Problem
Output consists of the line that contains "Query: white stucco wall" plus every later line of the material below, each one duplicated exactly.

Data shown
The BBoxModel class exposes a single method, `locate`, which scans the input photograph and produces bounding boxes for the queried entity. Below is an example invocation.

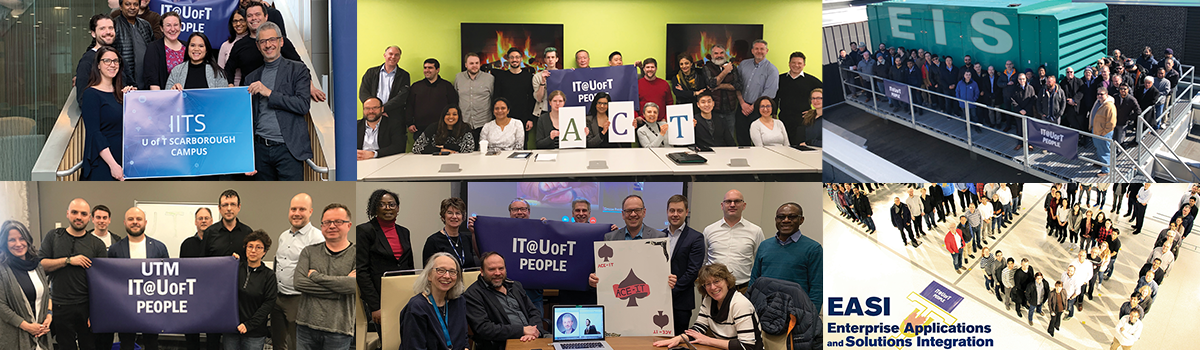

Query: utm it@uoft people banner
[546,65,640,110]
[87,257,239,333]
[150,0,241,49]
[123,87,254,179]
[474,216,614,291]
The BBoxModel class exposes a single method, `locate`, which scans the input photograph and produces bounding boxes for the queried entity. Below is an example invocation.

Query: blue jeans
[951,252,963,270]
[864,214,877,231]
[1004,203,1014,222]
[985,274,994,290]
[296,325,352,350]
[969,226,983,251]
[221,334,265,350]
[1094,131,1113,173]
[1096,190,1107,209]
[1026,303,1042,323]
[254,137,304,181]
[1066,295,1077,318]
[1104,257,1117,280]
[992,217,1003,236]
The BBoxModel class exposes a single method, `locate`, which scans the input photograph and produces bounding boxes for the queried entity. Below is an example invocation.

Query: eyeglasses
[246,245,265,251]
[509,207,530,212]
[722,199,744,205]
[364,106,383,111]
[378,202,398,209]
[622,208,645,214]
[701,280,724,289]
[776,214,801,221]
[256,36,282,45]
[434,267,458,276]
[100,58,120,66]
[320,220,350,227]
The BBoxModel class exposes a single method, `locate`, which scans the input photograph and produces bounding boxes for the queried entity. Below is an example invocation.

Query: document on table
[535,153,557,162]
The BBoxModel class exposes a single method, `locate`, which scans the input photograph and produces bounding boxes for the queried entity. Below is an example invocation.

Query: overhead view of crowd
[73,0,324,181]
[356,41,823,159]
[838,42,1185,176]
[357,189,821,350]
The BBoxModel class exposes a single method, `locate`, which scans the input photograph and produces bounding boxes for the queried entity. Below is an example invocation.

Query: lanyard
[441,230,465,265]
[428,294,453,349]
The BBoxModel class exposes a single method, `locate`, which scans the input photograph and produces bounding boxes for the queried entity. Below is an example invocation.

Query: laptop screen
[553,306,604,341]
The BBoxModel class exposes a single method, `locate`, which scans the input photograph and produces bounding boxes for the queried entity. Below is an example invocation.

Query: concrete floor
[824,183,1199,349]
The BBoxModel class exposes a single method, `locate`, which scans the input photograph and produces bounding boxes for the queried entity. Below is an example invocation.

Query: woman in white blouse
[637,102,670,148]
[748,96,789,147]
[479,98,525,151]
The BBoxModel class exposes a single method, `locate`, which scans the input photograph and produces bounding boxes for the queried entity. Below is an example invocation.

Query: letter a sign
[666,104,695,146]
[608,101,636,143]
[559,106,588,149]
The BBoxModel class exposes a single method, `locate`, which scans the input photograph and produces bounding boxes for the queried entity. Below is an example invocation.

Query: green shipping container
[866,0,1109,77]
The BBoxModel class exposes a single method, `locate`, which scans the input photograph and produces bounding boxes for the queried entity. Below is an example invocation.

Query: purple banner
[883,80,910,104]
[88,257,239,333]
[919,281,963,313]
[474,216,615,291]
[151,0,241,50]
[1025,119,1079,159]
[547,65,640,110]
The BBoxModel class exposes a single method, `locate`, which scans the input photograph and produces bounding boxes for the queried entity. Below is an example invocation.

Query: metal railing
[836,63,1195,182]
[31,1,335,181]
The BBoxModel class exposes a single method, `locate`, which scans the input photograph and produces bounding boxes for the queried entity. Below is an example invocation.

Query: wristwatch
[65,256,71,265]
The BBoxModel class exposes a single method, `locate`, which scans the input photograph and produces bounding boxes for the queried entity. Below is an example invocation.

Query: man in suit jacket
[244,22,312,181]
[1133,76,1160,127]
[357,97,406,160]
[359,46,410,130]
[104,207,170,350]
[662,195,706,336]
[891,197,919,247]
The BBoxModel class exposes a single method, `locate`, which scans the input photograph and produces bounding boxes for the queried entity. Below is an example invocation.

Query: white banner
[608,101,637,143]
[594,238,674,337]
[559,106,589,149]
[666,103,695,146]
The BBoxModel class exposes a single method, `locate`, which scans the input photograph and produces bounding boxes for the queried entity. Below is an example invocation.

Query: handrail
[32,3,334,181]
[837,65,1164,181]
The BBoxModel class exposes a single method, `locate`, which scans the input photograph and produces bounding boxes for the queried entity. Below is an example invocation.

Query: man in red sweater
[945,224,965,274]
[638,58,674,121]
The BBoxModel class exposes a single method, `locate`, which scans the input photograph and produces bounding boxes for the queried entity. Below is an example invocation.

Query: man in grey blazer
[244,21,313,181]
[359,46,410,134]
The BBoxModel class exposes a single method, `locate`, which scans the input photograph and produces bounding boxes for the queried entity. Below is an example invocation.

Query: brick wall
[1107,5,1188,67]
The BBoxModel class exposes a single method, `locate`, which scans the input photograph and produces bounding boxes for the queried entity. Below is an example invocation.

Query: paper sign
[666,103,695,146]
[559,106,588,149]
[595,239,674,337]
[609,101,636,143]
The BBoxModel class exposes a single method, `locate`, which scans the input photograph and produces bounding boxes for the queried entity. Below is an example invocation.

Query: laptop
[551,305,614,350]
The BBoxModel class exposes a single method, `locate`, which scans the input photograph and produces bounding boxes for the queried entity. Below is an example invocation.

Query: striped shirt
[689,291,762,350]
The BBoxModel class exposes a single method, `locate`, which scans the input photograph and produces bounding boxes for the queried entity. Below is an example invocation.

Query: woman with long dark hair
[81,46,136,181]
[587,92,617,148]
[166,32,228,90]
[414,106,476,154]
[218,9,249,85]
[0,220,51,350]
[478,98,525,151]
[672,53,707,105]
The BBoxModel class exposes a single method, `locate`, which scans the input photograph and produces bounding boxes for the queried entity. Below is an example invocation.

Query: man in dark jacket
[1134,76,1161,128]
[1008,74,1037,143]
[888,56,908,113]
[1024,272,1050,326]
[1060,68,1086,132]
[359,46,410,131]
[903,59,925,115]
[663,196,707,336]
[1012,259,1036,318]
[891,197,919,247]
[464,253,544,350]
[856,189,876,233]
[1037,76,1066,125]
[1113,85,1141,147]
[938,56,960,115]
[357,97,406,160]
[930,184,946,223]
[244,21,313,181]
[105,207,170,350]
[871,54,892,108]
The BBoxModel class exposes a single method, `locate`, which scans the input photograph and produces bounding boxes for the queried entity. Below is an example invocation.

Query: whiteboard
[134,201,219,259]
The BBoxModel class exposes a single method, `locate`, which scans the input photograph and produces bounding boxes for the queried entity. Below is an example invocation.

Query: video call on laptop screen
[553,306,604,341]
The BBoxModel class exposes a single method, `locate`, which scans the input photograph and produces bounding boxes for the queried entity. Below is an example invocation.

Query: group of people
[356,41,824,160]
[0,190,356,350]
[356,188,821,350]
[75,0,325,181]
[838,42,1184,177]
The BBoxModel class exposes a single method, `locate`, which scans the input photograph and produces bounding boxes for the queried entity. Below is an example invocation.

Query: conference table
[358,146,822,181]
[506,336,720,350]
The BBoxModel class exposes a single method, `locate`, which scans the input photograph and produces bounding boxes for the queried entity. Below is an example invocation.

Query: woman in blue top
[400,252,469,350]
[80,46,136,181]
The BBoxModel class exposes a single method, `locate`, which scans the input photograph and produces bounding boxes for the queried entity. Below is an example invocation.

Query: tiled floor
[824,183,1198,349]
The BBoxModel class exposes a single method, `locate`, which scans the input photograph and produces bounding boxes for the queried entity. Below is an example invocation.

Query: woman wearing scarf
[0,220,51,350]
[672,54,707,106]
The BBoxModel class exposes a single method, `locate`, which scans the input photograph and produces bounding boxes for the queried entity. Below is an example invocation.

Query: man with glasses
[357,97,405,160]
[703,189,765,292]
[271,193,324,350]
[295,203,356,350]
[244,20,313,181]
[181,207,214,350]
[493,48,537,132]
[588,195,675,293]
[225,3,324,101]
[204,189,254,260]
[751,202,821,309]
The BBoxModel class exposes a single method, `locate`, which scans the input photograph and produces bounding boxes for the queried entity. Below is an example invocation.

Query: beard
[70,220,88,231]
[712,57,728,66]
[126,227,145,237]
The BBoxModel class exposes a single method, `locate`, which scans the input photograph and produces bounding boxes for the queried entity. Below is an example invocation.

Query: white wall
[689,182,822,245]
[355,182,456,269]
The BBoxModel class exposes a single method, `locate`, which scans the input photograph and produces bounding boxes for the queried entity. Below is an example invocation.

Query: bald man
[272,193,325,350]
[104,207,170,350]
[40,198,108,350]
[703,189,765,292]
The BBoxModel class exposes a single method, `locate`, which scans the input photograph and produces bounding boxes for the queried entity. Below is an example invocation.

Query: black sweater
[422,231,479,269]
[235,261,278,337]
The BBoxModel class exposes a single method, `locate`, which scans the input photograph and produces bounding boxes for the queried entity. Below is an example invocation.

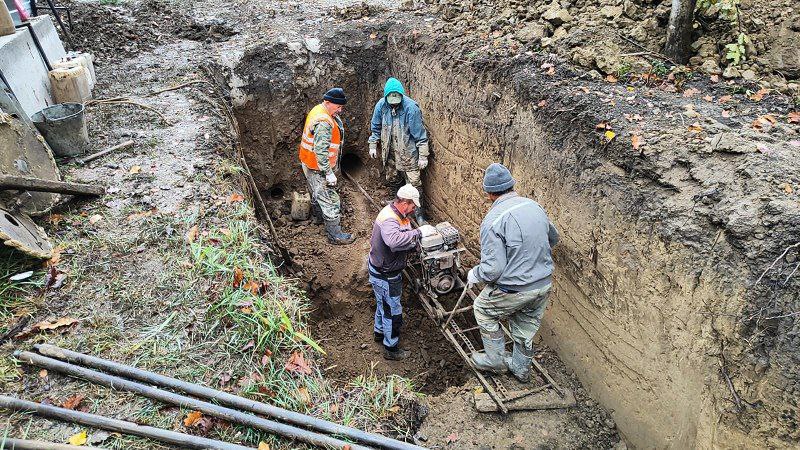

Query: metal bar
[0,396,254,450]
[15,22,52,71]
[0,437,105,450]
[16,351,374,450]
[442,284,470,329]
[42,0,73,49]
[33,344,423,450]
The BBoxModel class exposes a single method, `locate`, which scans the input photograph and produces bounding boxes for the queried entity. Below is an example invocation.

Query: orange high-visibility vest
[376,204,410,227]
[298,103,342,171]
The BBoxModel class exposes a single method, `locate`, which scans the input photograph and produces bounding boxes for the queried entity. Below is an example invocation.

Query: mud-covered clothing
[368,203,421,274]
[309,119,344,175]
[473,284,551,350]
[473,192,559,293]
[302,164,341,221]
[369,262,403,349]
[368,96,429,172]
[384,151,422,190]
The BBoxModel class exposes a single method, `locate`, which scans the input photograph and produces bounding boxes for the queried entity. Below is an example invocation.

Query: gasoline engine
[415,221,466,298]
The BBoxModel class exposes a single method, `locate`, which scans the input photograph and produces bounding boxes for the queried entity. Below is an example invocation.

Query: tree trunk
[663,0,697,64]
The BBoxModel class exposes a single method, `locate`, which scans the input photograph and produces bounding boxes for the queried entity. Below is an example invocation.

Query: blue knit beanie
[483,163,515,193]
[383,78,406,98]
[323,87,347,105]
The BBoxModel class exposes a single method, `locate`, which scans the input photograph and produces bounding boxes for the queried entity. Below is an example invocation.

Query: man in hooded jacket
[368,78,431,224]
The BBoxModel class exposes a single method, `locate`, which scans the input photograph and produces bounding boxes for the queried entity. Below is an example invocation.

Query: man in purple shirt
[368,184,436,360]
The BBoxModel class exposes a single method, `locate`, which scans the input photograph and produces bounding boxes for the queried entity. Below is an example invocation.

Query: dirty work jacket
[473,192,559,292]
[368,96,429,171]
[368,203,422,275]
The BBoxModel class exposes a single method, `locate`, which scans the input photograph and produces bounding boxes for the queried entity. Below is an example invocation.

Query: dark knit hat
[323,87,347,105]
[483,163,516,193]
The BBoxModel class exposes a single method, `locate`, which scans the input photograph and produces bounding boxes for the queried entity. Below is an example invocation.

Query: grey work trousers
[472,284,551,351]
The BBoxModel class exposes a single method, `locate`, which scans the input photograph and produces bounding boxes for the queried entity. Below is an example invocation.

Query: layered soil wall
[229,19,799,449]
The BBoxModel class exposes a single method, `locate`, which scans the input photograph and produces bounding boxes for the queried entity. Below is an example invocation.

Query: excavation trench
[229,19,800,449]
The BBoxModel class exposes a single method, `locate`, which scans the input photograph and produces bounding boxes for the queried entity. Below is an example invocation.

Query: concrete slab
[0,15,66,117]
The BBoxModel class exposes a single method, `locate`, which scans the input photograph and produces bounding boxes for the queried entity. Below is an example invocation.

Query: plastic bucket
[31,103,89,157]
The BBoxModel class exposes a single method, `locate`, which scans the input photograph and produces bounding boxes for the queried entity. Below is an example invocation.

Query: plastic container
[54,52,97,89]
[49,65,92,104]
[31,103,89,157]
[0,2,14,37]
[290,191,311,221]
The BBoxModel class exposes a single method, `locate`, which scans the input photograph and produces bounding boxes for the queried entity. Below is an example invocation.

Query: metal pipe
[0,438,105,450]
[442,284,471,329]
[0,396,254,450]
[42,0,73,49]
[33,345,421,450]
[20,350,388,450]
[15,22,52,71]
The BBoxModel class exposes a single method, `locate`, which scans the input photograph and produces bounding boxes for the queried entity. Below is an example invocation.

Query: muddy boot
[310,202,323,225]
[384,345,408,361]
[324,218,355,245]
[505,343,534,383]
[374,331,384,343]
[414,206,428,225]
[471,330,508,374]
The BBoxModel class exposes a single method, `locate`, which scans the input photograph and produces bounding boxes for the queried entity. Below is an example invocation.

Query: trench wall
[229,23,798,449]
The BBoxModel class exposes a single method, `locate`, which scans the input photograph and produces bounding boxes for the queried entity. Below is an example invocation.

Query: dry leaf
[702,95,713,102]
[258,443,271,450]
[185,225,199,243]
[688,123,703,133]
[129,165,141,174]
[537,99,547,108]
[243,280,260,294]
[39,369,48,378]
[62,394,85,410]
[47,247,63,266]
[710,75,720,83]
[749,88,769,101]
[387,405,400,414]
[718,95,732,104]
[603,130,616,142]
[595,121,609,130]
[285,351,313,375]
[219,228,231,237]
[446,432,459,443]
[631,135,643,150]
[682,87,700,98]
[788,111,800,124]
[184,410,203,427]
[88,214,103,225]
[48,213,64,226]
[241,340,255,352]
[605,74,618,83]
[297,386,312,405]
[36,317,79,331]
[752,115,777,130]
[261,350,272,366]
[779,183,793,194]
[721,110,731,118]
[68,431,87,446]
[228,193,245,203]
[233,267,244,288]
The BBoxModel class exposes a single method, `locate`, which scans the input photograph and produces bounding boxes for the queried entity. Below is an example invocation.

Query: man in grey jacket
[466,163,559,382]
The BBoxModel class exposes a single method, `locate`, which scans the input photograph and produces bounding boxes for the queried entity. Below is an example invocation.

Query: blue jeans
[368,263,403,349]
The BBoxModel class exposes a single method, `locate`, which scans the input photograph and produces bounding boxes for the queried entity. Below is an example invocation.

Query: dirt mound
[423,0,800,93]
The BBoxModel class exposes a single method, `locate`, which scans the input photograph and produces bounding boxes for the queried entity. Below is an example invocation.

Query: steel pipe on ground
[33,344,423,450]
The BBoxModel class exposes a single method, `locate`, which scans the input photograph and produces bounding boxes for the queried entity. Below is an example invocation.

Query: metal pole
[442,284,471,330]
[15,22,52,71]
[33,345,422,450]
[17,351,376,450]
[42,0,73,49]
[0,396,254,450]
[0,438,105,450]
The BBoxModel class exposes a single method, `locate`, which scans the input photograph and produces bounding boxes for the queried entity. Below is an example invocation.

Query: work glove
[418,156,429,170]
[418,224,437,237]
[325,172,337,187]
[369,142,378,159]
[467,267,480,286]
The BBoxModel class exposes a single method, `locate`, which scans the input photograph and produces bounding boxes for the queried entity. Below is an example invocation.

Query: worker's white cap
[397,184,421,207]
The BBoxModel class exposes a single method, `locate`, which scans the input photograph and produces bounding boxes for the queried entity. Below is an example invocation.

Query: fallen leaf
[129,165,141,174]
[88,214,103,225]
[702,95,713,102]
[749,88,769,101]
[185,225,199,243]
[47,247,63,266]
[779,183,793,194]
[233,267,244,288]
[387,405,400,414]
[603,130,616,142]
[243,280,260,294]
[297,386,312,405]
[631,135,643,150]
[240,340,255,352]
[537,99,547,108]
[258,443,271,450]
[36,317,79,331]
[789,112,800,124]
[718,95,732,104]
[682,87,700,98]
[219,228,231,237]
[595,121,610,130]
[752,115,777,130]
[473,386,484,394]
[721,110,731,118]
[261,350,272,366]
[710,75,720,83]
[369,32,377,39]
[48,213,64,226]
[127,209,155,222]
[184,410,204,427]
[605,74,618,83]
[219,372,232,385]
[228,193,245,203]
[240,307,252,314]
[285,351,313,375]
[39,369,48,378]
[688,123,703,133]
[62,394,85,410]
[446,432,459,444]
[68,431,87,446]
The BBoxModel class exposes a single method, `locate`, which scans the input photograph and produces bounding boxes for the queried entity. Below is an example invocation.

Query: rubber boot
[384,345,409,361]
[414,206,428,225]
[505,342,534,383]
[471,330,508,374]
[324,218,355,245]
[374,331,384,343]
[310,202,323,225]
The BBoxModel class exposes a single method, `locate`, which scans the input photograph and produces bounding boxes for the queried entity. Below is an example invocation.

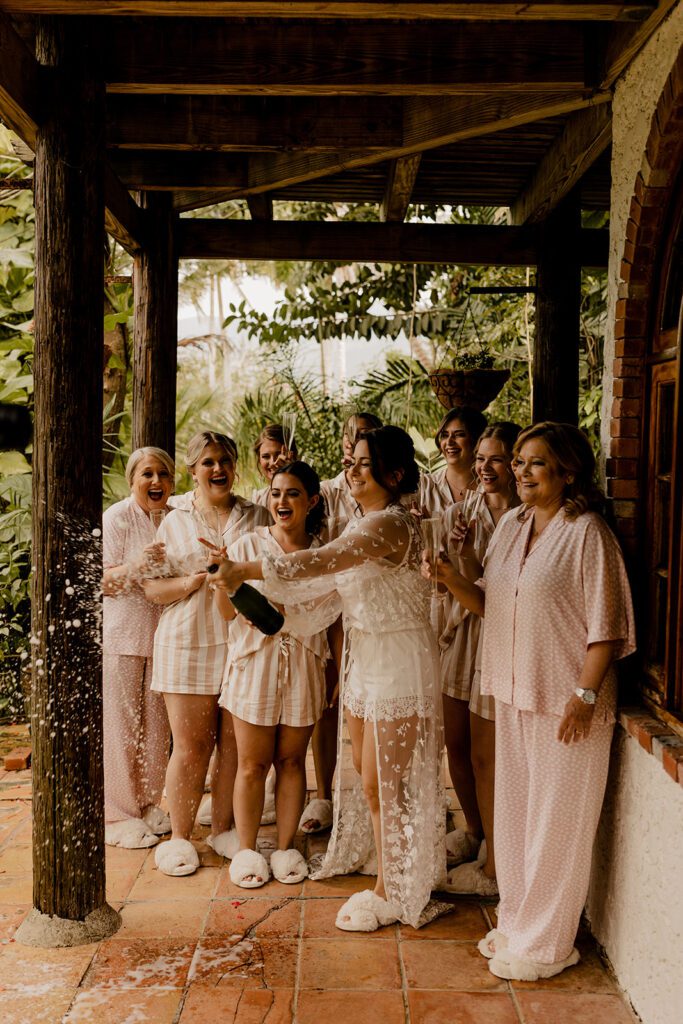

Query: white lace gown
[260,504,447,927]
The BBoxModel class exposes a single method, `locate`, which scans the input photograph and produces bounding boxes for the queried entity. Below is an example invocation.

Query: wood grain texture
[171,92,606,211]
[104,163,148,251]
[177,218,608,267]
[0,12,42,146]
[105,95,403,151]
[0,2,656,20]
[533,190,581,422]
[510,103,612,224]
[110,150,247,190]
[102,19,586,94]
[132,192,178,455]
[380,154,421,222]
[31,16,110,922]
[600,0,678,88]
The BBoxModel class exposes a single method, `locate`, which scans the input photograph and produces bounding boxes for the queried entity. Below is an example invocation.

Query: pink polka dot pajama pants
[494,701,614,964]
[103,654,170,823]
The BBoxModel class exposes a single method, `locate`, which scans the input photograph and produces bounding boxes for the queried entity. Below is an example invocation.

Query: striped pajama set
[219,528,329,728]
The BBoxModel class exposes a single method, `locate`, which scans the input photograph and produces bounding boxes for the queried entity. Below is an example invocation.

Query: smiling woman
[141,431,270,877]
[101,446,175,851]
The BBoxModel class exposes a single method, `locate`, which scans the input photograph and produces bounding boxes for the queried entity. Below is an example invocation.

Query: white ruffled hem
[344,691,435,721]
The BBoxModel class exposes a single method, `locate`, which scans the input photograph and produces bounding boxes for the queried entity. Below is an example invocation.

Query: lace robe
[260,504,446,927]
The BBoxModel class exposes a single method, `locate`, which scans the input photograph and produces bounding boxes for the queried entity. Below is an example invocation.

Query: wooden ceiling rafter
[0,13,147,252]
[170,92,610,211]
[0,2,658,21]
[177,218,609,267]
[380,154,422,222]
[101,20,588,96]
[510,103,613,225]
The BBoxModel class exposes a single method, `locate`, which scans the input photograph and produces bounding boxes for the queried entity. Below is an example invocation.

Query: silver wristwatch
[575,687,597,705]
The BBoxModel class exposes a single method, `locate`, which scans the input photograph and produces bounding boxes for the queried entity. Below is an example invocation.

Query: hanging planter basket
[428,367,510,412]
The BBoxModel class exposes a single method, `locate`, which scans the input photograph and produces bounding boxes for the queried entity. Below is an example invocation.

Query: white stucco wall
[586,728,683,1024]
[591,11,683,1024]
[600,2,683,457]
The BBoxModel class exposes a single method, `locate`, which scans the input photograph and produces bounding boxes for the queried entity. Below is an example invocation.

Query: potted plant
[428,351,510,412]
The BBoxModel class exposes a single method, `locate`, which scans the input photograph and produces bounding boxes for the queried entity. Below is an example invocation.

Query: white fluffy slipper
[229,848,270,889]
[270,848,308,884]
[336,890,399,933]
[105,818,159,849]
[207,828,240,860]
[299,798,333,834]
[489,946,580,981]
[197,795,212,827]
[142,805,171,836]
[446,828,481,866]
[445,861,499,897]
[154,838,200,877]
[477,927,507,960]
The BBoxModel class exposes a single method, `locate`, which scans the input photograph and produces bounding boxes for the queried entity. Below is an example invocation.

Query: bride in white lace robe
[216,427,446,929]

Answer to this problem
Query: white stucco wall
[586,728,683,1024]
[591,11,683,1024]
[600,2,683,457]
The BBoxModel class exposes a single method, `locate`, which scans the input photograph and produces bounding boxes for the queried entity. Below is an example invocation.

Query: potted plant
[428,351,510,412]
The BBoxModel class exposes a single method, `locate`, which scans the input photograph and produces bounding boxes for the queried entity. Below is an example invocation.

Query: white fluffy slipper
[229,848,270,889]
[270,848,308,884]
[336,890,399,933]
[105,818,159,849]
[207,828,240,860]
[299,798,333,834]
[489,946,580,981]
[197,795,212,827]
[142,805,171,836]
[446,828,481,866]
[445,861,499,897]
[154,838,200,877]
[477,927,507,960]
The BBoxModel class exposes a single method, `locate`, which scans the input photograph and produces bounding boxes for the queried entity. Below is an example invocation.

Query: bride in white lace robe
[216,427,446,929]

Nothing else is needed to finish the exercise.